====== Data to use

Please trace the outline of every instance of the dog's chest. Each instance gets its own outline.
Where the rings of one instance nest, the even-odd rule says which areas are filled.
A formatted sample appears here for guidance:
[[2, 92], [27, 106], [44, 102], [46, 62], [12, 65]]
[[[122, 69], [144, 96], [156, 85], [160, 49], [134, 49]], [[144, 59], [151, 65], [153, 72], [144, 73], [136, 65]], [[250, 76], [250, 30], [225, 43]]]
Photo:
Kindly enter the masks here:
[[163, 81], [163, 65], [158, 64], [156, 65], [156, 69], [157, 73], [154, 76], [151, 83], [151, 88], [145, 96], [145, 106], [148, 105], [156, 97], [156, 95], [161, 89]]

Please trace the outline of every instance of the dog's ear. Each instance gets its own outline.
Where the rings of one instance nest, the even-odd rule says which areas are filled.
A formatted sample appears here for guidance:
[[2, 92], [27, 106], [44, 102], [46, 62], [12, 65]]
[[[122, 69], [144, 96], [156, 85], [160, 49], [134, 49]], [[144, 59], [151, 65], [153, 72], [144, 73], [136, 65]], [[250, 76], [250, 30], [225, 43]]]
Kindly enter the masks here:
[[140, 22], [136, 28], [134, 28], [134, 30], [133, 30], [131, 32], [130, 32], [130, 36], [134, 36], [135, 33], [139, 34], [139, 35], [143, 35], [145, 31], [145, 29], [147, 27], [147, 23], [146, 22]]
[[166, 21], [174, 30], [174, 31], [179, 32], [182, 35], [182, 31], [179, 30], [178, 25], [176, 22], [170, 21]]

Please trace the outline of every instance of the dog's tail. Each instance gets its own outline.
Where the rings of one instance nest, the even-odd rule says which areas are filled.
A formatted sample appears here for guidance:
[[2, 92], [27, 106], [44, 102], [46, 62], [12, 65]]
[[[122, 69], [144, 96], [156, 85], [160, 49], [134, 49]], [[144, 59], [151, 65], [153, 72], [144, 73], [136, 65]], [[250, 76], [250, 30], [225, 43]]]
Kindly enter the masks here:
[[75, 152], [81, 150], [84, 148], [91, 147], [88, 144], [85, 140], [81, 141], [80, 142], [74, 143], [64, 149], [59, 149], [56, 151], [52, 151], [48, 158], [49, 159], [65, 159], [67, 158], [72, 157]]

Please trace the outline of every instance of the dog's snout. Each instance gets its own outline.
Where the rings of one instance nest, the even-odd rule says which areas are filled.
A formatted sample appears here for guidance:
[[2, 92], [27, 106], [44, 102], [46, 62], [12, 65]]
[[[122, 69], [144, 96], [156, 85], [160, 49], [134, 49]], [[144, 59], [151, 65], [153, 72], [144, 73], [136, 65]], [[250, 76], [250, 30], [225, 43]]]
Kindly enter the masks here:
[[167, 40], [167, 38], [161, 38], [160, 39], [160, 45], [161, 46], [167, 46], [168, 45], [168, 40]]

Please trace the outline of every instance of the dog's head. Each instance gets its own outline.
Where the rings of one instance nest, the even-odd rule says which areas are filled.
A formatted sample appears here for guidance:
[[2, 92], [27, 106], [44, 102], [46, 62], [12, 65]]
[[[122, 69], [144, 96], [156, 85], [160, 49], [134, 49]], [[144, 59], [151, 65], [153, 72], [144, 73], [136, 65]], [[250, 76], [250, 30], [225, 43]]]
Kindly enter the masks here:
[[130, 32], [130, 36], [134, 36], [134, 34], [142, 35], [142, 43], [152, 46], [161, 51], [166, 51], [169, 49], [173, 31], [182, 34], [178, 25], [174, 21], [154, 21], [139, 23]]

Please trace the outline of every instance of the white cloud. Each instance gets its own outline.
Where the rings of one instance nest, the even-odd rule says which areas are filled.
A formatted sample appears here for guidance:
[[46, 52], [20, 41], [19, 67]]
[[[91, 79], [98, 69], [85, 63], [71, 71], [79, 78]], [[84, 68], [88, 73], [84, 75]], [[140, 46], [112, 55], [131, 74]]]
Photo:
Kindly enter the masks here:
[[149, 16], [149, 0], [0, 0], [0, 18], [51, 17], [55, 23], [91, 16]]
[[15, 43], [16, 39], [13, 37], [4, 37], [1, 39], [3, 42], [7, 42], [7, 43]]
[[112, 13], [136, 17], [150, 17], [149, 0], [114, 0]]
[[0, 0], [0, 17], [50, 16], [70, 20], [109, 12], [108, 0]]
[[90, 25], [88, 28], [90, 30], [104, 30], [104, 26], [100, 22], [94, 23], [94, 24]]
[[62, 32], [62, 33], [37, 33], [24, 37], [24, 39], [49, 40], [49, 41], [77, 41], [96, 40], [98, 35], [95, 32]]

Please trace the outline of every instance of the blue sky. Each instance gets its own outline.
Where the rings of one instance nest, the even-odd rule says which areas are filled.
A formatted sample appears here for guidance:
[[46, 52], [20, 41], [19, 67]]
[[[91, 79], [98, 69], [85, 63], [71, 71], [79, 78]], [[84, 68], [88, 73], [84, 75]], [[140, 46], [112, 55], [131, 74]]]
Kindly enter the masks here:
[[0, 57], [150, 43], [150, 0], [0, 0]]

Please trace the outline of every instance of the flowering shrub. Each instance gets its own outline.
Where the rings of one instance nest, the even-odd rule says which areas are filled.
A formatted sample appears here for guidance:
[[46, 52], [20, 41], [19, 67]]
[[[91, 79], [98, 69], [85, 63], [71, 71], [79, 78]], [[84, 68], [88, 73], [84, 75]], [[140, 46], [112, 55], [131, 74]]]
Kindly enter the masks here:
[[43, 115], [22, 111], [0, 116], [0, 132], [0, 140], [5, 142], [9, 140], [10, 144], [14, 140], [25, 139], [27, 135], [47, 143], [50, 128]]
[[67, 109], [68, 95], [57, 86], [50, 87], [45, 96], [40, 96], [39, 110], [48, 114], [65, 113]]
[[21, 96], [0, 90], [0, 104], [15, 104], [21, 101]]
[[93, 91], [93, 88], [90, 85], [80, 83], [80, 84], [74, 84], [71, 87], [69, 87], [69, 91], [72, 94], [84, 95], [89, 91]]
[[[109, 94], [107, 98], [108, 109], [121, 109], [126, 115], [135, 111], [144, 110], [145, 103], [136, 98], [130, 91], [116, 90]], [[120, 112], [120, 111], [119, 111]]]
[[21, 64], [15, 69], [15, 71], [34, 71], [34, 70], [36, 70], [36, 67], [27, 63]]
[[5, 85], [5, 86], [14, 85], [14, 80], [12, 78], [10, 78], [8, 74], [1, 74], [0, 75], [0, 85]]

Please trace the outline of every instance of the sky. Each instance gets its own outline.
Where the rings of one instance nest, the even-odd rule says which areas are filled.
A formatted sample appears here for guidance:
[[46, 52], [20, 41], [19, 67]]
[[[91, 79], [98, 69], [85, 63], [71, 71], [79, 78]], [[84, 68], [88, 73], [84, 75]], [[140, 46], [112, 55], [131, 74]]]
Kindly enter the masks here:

============

* **Description of the task**
Begin at the line that has "Please trace the outline of every instance of the dog's tail." and stop after the line that has "21], [139, 23]]". Rewrite those lines from the records with "formatted sample" changed to "formatted example" and nothing else altered.

* **Final answer**
Please trace the outline of every instance of the dog's tail. Each instance gets its own outline.
Where the rings of one instance nest, the even-odd rule says which areas are filled.
A formatted example appears here for guidance:
[[2, 92], [27, 106], [44, 102], [46, 62], [12, 65]]
[[[122, 69], [144, 96], [156, 85], [160, 49], [134, 49]], [[144, 59], [151, 65], [153, 72], [144, 73], [136, 65]], [[250, 76], [250, 30], [225, 43]]]
Kindly enter the masks here:
[[75, 152], [81, 150], [84, 148], [91, 147], [88, 144], [85, 140], [81, 141], [80, 142], [74, 143], [64, 149], [59, 149], [56, 151], [52, 151], [48, 158], [49, 159], [65, 159], [67, 158], [72, 157]]

Please trace the outline of every instance of the dog's snout. Each instance gets its own outline.
Where the rings of one instance nest, the even-odd rule says which areas are filled.
A formatted example appears here for guidance:
[[2, 92], [27, 106], [44, 102], [46, 62], [12, 65]]
[[[122, 69], [144, 96], [156, 85], [160, 49], [134, 49]], [[144, 59], [151, 65], [153, 72], [144, 73], [136, 65]], [[250, 76], [250, 30], [225, 43]]]
Kindly enter the masks here:
[[167, 40], [167, 38], [161, 38], [160, 39], [160, 45], [161, 46], [167, 46], [168, 45], [168, 40]]

Please trace the outline of every instance of the dog's head. Each instance gets its own outline.
Where the rings of one instance nest, the even-odd rule says which areas are filled.
A formatted example appears here for guidance:
[[2, 92], [27, 106], [44, 102], [46, 62], [12, 65]]
[[[122, 69], [144, 96], [156, 85], [160, 49], [134, 49]], [[144, 59], [151, 65], [153, 72], [144, 73], [136, 65]], [[250, 76], [250, 30], [225, 43]]]
Kindly enter the masks here:
[[130, 32], [130, 36], [134, 36], [134, 34], [142, 35], [142, 43], [152, 46], [161, 51], [166, 51], [169, 49], [173, 31], [182, 34], [178, 25], [174, 21], [154, 21], [139, 23]]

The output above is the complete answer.